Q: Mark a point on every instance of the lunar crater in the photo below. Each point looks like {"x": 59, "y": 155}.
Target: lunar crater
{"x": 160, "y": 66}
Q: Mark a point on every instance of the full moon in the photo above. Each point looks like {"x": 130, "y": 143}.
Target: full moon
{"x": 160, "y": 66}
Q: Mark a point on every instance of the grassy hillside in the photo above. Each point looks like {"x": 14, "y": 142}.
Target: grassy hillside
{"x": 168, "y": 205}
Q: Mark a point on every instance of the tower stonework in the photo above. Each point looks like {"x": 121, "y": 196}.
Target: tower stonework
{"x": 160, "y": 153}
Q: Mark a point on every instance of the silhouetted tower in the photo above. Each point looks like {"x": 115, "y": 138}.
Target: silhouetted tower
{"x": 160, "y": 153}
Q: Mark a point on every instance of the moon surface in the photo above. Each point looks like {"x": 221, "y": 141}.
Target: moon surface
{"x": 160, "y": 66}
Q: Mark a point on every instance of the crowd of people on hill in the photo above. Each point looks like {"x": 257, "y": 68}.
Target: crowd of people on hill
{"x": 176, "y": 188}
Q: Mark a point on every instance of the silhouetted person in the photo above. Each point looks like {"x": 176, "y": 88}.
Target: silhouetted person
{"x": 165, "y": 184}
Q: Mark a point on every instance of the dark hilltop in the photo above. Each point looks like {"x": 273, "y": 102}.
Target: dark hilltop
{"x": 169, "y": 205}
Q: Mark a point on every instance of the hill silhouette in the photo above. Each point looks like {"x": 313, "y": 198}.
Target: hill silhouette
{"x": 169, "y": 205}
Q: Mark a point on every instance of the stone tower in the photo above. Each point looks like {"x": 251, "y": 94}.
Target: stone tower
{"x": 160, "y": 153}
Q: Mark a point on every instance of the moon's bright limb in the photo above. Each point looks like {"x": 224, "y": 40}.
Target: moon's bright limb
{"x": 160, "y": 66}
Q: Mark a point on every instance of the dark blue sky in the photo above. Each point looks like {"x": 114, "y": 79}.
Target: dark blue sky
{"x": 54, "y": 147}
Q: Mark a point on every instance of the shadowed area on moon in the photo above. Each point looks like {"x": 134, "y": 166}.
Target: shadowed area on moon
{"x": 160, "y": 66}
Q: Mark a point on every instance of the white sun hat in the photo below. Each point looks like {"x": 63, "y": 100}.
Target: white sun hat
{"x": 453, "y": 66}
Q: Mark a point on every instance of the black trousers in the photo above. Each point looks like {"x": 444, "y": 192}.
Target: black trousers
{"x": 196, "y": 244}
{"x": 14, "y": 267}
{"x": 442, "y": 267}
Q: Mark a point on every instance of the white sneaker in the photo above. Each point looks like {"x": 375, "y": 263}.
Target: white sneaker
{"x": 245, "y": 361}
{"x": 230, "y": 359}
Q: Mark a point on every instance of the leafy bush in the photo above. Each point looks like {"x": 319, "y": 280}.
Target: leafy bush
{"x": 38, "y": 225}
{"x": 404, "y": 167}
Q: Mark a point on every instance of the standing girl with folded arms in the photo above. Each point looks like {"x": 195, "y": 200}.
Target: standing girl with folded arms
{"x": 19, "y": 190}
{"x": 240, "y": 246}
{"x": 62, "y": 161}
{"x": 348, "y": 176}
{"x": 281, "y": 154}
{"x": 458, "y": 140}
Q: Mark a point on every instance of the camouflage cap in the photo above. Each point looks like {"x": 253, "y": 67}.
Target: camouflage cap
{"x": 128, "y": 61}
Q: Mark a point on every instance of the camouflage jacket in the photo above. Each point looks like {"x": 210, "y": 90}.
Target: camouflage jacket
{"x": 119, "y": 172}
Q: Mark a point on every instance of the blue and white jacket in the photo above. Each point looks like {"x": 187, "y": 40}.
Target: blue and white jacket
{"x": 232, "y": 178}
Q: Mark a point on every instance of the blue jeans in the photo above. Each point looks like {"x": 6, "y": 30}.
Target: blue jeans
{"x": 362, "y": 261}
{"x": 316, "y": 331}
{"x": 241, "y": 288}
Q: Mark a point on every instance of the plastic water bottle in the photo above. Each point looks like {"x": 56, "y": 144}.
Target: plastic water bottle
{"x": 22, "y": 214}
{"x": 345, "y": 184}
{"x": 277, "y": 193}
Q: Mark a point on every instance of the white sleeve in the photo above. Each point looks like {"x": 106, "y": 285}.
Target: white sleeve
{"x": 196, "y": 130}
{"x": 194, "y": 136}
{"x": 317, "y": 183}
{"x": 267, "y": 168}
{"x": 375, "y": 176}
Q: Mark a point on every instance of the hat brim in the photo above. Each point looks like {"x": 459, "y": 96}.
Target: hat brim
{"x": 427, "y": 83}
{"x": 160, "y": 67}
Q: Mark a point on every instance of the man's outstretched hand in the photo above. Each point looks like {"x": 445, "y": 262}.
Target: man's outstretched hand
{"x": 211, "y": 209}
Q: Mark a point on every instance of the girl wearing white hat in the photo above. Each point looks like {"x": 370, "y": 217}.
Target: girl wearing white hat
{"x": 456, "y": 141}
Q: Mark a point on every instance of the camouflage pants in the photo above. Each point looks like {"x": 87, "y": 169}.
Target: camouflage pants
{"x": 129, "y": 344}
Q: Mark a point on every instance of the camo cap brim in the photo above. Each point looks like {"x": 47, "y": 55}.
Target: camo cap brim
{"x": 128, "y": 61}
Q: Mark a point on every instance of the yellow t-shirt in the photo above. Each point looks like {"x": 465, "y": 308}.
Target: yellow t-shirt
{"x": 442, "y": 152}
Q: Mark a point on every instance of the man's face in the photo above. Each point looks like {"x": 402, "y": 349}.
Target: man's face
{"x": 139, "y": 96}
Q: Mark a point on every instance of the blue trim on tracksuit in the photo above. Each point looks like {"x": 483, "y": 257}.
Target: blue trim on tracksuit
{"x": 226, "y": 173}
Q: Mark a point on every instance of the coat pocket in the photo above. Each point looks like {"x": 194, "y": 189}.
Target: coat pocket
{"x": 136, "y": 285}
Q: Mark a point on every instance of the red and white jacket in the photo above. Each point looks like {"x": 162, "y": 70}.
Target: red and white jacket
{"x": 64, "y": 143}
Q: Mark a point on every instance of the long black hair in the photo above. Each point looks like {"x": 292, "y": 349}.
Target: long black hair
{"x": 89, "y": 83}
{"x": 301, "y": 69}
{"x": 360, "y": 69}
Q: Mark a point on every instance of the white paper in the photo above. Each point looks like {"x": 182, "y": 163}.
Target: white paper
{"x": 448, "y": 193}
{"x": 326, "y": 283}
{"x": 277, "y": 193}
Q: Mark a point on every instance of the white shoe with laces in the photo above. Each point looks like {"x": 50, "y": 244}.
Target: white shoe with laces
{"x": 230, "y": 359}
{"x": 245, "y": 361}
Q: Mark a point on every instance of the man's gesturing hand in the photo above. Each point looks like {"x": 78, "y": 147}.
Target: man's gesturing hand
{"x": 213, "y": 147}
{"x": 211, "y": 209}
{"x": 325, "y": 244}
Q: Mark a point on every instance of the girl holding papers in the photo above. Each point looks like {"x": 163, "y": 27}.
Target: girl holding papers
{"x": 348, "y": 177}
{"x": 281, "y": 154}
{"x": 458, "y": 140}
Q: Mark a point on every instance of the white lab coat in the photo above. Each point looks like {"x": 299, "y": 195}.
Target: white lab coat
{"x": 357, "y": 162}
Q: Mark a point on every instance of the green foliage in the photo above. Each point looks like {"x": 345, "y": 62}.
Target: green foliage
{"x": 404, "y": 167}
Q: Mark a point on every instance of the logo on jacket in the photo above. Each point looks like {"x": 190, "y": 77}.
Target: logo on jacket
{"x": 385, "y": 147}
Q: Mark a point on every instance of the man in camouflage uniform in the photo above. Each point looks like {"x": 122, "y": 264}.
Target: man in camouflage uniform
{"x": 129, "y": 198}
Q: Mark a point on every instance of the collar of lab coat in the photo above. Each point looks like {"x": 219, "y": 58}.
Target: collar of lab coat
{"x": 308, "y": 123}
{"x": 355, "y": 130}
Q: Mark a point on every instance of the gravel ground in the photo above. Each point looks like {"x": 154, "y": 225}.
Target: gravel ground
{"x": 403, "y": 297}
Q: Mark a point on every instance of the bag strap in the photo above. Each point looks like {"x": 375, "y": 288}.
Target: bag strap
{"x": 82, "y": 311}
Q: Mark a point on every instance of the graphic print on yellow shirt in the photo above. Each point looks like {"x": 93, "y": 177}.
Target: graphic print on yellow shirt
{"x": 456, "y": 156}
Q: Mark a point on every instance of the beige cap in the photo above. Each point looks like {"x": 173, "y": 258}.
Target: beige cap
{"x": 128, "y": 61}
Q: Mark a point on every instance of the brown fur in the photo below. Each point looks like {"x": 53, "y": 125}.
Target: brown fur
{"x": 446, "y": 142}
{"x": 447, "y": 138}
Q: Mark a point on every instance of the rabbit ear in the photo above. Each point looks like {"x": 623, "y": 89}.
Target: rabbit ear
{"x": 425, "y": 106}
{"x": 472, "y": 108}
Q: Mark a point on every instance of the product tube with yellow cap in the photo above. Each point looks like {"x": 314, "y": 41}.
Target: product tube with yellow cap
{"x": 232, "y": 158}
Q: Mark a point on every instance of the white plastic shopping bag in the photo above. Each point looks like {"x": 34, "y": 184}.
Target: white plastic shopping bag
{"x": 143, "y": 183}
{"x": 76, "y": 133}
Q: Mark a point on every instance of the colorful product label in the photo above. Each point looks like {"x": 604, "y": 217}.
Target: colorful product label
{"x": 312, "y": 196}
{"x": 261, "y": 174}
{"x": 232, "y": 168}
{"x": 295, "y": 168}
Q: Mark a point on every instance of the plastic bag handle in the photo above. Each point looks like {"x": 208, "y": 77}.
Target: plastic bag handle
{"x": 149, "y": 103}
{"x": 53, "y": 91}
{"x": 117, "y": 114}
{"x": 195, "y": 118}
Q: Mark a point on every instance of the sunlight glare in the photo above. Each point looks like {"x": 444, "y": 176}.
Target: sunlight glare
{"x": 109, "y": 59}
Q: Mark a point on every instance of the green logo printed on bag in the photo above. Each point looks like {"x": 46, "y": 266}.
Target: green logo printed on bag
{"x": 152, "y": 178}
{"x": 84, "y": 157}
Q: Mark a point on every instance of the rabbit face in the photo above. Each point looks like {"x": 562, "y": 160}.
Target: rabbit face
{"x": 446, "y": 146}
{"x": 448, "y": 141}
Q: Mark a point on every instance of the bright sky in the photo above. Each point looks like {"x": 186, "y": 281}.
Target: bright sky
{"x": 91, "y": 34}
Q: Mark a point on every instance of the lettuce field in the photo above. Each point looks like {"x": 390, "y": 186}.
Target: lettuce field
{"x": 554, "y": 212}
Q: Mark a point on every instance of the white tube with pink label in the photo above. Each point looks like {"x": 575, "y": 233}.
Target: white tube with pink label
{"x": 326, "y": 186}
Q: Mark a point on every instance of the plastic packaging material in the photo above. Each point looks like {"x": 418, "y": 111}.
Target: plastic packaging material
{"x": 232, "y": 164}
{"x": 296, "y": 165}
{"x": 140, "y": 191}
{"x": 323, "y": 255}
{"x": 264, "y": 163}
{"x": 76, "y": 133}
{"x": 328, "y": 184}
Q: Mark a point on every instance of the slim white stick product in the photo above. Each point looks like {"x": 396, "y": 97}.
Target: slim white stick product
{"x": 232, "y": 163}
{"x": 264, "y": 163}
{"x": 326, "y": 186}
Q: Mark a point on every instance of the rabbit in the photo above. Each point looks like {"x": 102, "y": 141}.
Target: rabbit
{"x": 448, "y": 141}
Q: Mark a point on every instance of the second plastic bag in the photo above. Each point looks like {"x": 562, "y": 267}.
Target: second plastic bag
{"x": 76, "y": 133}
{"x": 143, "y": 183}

☆ ☆ ☆ ☆ ☆ ☆ ☆

What to do:
Write out again, unchanged, the lines from the one containing "Q: Mark a point on every instance of the lettuce" through the final line, including both.

Solved exercise:
Q: Mark a point on every instance of the lettuce field in the photo above. Each point looks like {"x": 390, "y": 186}.
Target: lettuce field
{"x": 554, "y": 212}
Q: Mark a point on every instance of the white tube with pink label in the photo above. Each point looks like {"x": 575, "y": 233}.
Target: white tube with pink label
{"x": 326, "y": 186}
Q: Mark a point on every instance of the plastic packaging material in the photo above. Each point looks like {"x": 418, "y": 111}.
Target: plastic packaging material
{"x": 232, "y": 164}
{"x": 296, "y": 165}
{"x": 140, "y": 191}
{"x": 323, "y": 255}
{"x": 264, "y": 163}
{"x": 76, "y": 133}
{"x": 328, "y": 184}
Q: Mark a point on every instance of the slim white stick product in the photo above. Each point looks like {"x": 396, "y": 97}.
Target: slim white stick product
{"x": 232, "y": 163}
{"x": 264, "y": 163}
{"x": 326, "y": 186}
Q: Mark a point on every instance of the rabbit in the photo above. Each point looks like {"x": 102, "y": 141}.
Target: rabbit
{"x": 448, "y": 141}
Q: Mark a point on every instance of the second plastic bag in the photo above. Each point looks like {"x": 562, "y": 267}.
Target: second plastic bag
{"x": 76, "y": 133}
{"x": 143, "y": 183}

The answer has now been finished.